PROMPT 1: Please write out the passage on Dublin Airport parking in full, word for word.

Codd speaks from experience. As the busiest international airport in Ireland, serving more than 19.2 million passengers annually, the airport was often passengers' preferred place to fly out of, but the airport’s passengers didn’t always view the airport as ‘the’ place to park.

In the 1990s and 2000s, parking competitors moved into neighboring properties and began enticing Dublin Airport customers to park in their lots through a mix of better pricing and enhanced customer service. While the outlying parking lots and garages were 5 minutes or more away, these businesses offered complimentary shuttle buses to the airport every five minutes, 24 hours a day. Not only that, but by pre-booking and paying online, passengers could park their vehicles at rates far below the airport’s long-term parking fees. As a result, though Dublin Airport was the airport of choice to fly out of, it was not customers top pick for parking.

“Over a number of years, parking became neglected, expensive and less customer-friendly than it should have been,” Codd admits. “We were the big airport that didn’t think anyone could touch us until people began parking off-site. We had to stand back and try to understand why that was and what we could do about it.”

The resulting analysis led the Dublin Airport Authority to invest nearly $6 million in a new parking system that includes an online registration website, license plate recognition technology and a new parking revenue control system. Since adding these products in 2008, the number of people booking online has jumped from 4 percent to 75 percent, while parking revenue has grown steadily to reach the level it was at before competition moved in.

“We’re on our fourth year now of upward trending in terms of revenue and the numbers of customers who park with us,” Codd says. “We’re beginning to get back to where we were when this whole journey started.”

DATA ROWS:
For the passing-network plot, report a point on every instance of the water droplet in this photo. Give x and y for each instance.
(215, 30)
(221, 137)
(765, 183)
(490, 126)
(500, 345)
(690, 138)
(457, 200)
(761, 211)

PROMPT 2: Extract every line of the rows that follow the passage on Dublin Airport parking, unchanged.

EXERCISE SOLUTION 1:
Codd speaks from experience. As the busiest international airport in Ireland, serving more than 19.2 million passengers annually, the airport was often passengers' preferred place to fly out of, but the airport’s passengers didn’t always view the airport as ‘the’ place to park.

In the 1990s and 2000s, parking competitors moved into neighboring properties and began enticing Dublin Airport customers to park in their lots through a mix of better pricing and enhanced customer service. While the outlying parking lots and garages were 5 minutes or more away, these businesses offered complimentary shuttle buses to the airport every five minutes, 24 hours a day. Not only that, but by pre-booking and paying online, passengers could park their vehicles at rates far below the airport’s long-term parking fees. As a result, though Dublin Airport was the airport of choice to fly out of, it was not customers top pick for parking.

“Over a number of years, parking became neglected, expensive and less customer-friendly than it should have been,” Codd admits. “We were the big airport that didn’t think anyone could touch us until people began parking off-site. We had to stand back and try to understand why that was and what we could do about it.”

The resulting analysis led the Dublin Airport Authority to invest nearly $6 million in a new parking system that includes an online registration website, license plate recognition technology and a new parking revenue control system. Since adding these products in 2008, the number of people booking online has jumped from 4 percent to 75 percent, while parking revenue has grown steadily to reach the level it was at before competition moved in.

“We’re on our fourth year now of upward trending in terms of revenue and the numbers of customers who park with us,” Codd says. “We’re beginning to get back to where we were when this whole journey started.”

EXERCISE SOLUTION 2:
For the passing-network plot, report a point on every instance of the water droplet in this photo. Give x and y for each instance.
(215, 30)
(221, 137)
(765, 183)
(490, 126)
(500, 345)
(690, 138)
(457, 200)
(761, 211)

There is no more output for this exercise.